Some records
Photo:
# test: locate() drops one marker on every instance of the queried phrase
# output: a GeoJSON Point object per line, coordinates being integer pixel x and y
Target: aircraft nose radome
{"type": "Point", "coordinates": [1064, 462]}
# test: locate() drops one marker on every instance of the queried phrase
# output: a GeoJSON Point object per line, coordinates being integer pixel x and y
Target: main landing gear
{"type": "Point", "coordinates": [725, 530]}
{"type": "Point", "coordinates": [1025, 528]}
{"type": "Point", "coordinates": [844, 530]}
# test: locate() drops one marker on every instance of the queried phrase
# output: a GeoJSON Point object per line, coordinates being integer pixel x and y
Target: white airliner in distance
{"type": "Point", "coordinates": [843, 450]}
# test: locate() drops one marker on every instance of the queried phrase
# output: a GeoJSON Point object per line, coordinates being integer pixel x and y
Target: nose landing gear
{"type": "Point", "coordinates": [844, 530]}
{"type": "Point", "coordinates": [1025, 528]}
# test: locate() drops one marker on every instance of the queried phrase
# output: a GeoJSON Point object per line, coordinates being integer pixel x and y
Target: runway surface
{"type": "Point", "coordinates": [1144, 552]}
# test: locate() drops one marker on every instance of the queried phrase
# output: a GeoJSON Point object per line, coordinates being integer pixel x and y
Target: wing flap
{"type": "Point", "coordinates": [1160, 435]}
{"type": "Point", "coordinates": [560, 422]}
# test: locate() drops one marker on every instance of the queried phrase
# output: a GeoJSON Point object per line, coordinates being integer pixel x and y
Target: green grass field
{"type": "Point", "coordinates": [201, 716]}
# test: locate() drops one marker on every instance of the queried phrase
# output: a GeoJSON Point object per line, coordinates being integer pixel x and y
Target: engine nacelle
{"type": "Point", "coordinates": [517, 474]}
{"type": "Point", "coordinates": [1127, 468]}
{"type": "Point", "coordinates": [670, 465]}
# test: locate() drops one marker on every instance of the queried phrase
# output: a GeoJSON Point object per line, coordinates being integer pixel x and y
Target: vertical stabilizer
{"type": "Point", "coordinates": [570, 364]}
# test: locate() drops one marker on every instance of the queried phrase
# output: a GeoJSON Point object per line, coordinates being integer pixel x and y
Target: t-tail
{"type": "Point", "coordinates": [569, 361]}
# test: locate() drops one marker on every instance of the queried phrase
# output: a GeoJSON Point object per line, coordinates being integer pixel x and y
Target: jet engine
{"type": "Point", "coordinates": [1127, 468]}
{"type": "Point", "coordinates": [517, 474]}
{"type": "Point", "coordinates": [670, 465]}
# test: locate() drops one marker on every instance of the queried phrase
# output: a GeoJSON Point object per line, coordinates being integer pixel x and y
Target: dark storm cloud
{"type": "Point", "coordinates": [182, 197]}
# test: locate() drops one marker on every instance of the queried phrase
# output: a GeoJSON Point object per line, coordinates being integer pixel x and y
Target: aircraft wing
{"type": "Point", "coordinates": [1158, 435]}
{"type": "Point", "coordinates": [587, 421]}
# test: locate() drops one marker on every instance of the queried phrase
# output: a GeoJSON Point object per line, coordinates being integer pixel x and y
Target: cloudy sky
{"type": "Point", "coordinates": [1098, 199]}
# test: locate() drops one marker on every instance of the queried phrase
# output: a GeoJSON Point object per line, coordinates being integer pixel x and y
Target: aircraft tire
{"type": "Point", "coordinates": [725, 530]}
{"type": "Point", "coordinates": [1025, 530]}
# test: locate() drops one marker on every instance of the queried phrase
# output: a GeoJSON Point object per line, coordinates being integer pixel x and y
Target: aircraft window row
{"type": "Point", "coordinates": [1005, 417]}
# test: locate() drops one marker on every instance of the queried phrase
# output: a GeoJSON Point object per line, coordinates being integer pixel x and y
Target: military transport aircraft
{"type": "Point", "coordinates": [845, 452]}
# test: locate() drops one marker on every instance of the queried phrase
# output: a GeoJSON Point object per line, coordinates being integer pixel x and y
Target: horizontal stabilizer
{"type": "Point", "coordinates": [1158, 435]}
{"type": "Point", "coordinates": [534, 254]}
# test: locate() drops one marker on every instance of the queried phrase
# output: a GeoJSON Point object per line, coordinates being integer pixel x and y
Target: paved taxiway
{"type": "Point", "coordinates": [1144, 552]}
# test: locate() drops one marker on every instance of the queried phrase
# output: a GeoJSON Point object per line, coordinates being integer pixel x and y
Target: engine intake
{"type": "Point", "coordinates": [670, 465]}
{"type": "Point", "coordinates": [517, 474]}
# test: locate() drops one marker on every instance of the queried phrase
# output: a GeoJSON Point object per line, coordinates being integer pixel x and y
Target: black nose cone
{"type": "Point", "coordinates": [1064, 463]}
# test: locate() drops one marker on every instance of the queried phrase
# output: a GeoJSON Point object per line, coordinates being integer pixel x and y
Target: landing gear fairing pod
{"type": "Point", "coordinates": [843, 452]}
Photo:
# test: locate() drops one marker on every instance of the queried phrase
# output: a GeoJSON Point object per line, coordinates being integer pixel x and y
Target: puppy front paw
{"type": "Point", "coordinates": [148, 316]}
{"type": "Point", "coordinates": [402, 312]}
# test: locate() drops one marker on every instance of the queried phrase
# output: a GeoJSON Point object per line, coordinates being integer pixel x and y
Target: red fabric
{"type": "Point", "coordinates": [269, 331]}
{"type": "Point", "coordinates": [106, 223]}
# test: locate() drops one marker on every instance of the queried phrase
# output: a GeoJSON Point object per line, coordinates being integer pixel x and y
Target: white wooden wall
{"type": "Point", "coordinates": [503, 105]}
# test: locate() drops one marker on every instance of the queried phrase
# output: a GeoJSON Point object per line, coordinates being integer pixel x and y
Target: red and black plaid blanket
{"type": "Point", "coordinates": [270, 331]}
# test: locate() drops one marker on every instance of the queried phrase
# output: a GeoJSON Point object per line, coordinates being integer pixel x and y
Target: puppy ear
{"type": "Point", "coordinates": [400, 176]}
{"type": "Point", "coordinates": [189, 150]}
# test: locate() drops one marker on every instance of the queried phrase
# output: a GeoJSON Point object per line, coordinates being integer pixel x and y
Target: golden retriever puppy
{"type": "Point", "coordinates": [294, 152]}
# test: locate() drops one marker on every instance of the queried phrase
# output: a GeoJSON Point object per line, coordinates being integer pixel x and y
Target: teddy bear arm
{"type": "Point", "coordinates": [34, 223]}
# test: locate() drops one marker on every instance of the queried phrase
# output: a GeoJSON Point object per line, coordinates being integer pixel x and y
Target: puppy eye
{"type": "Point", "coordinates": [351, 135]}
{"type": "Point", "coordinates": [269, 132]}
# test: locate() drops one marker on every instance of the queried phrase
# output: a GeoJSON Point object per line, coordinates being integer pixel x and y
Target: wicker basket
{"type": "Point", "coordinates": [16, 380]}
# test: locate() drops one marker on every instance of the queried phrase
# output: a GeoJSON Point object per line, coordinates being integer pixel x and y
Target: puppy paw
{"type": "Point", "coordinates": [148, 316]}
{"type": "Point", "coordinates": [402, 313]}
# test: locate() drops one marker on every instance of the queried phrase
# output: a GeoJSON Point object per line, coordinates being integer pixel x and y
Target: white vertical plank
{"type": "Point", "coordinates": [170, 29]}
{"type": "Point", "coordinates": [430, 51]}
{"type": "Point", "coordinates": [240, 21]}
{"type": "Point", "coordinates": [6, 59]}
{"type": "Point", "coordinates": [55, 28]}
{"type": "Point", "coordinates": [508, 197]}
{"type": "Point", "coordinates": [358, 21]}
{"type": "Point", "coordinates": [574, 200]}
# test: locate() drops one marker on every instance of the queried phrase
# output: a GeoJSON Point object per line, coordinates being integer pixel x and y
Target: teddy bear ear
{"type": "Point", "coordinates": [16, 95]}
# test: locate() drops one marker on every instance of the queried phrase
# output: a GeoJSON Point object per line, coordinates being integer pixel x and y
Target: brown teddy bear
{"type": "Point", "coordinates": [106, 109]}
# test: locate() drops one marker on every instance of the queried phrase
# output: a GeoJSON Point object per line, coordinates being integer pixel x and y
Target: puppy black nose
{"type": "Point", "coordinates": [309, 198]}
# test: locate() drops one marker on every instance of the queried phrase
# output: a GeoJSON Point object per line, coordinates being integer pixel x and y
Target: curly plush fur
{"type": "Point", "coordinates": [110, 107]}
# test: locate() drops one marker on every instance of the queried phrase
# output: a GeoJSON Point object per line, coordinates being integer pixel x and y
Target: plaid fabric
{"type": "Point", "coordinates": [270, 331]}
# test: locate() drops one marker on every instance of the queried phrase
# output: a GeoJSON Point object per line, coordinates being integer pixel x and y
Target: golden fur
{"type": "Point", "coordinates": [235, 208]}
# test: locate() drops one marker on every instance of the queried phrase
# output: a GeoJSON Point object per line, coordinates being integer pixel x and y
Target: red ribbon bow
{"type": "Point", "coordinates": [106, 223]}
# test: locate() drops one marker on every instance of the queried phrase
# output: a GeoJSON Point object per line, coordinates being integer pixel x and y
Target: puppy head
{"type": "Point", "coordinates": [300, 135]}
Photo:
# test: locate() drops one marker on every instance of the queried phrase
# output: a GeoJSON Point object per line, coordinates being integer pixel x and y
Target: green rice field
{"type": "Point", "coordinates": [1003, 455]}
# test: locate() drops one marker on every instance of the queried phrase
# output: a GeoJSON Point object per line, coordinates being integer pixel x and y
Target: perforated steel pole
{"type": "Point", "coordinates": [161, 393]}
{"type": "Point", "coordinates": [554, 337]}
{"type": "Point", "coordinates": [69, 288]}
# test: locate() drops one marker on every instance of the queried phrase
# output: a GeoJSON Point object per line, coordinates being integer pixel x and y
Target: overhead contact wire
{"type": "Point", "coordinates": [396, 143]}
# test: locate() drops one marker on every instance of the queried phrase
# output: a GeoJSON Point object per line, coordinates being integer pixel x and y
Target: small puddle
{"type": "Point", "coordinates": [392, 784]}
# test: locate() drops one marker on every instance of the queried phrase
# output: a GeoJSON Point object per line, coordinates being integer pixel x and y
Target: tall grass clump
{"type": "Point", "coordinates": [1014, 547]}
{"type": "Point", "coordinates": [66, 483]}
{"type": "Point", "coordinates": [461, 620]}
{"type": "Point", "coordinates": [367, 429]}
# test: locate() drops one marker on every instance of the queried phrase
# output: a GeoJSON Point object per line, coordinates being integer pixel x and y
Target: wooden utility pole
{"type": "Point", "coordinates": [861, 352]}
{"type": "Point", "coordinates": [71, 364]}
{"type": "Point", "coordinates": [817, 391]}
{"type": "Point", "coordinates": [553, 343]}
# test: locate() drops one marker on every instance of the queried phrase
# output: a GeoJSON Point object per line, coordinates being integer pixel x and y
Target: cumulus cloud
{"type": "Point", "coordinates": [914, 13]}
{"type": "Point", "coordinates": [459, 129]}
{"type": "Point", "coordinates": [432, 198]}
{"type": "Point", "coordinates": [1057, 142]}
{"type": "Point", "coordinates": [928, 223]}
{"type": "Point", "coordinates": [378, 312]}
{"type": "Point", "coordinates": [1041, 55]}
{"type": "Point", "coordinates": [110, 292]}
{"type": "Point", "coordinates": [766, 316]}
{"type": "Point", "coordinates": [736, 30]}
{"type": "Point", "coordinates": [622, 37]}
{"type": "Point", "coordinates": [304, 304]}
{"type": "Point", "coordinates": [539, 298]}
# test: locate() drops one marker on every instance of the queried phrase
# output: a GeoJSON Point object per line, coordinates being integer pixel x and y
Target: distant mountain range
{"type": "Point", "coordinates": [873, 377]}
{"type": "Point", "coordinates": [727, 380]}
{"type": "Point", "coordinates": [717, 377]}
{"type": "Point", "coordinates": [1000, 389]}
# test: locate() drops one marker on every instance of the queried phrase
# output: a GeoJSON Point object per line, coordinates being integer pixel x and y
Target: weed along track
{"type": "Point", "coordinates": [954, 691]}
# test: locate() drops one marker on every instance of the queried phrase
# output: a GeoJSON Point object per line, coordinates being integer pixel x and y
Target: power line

**WHAT TO PRODUCE**: Locate every line in the material above that contains the string "landing" and copy each such line.

**RESULT**:
Target: main landing gear
Target: nose landing gear
Target: landing gear fairing pod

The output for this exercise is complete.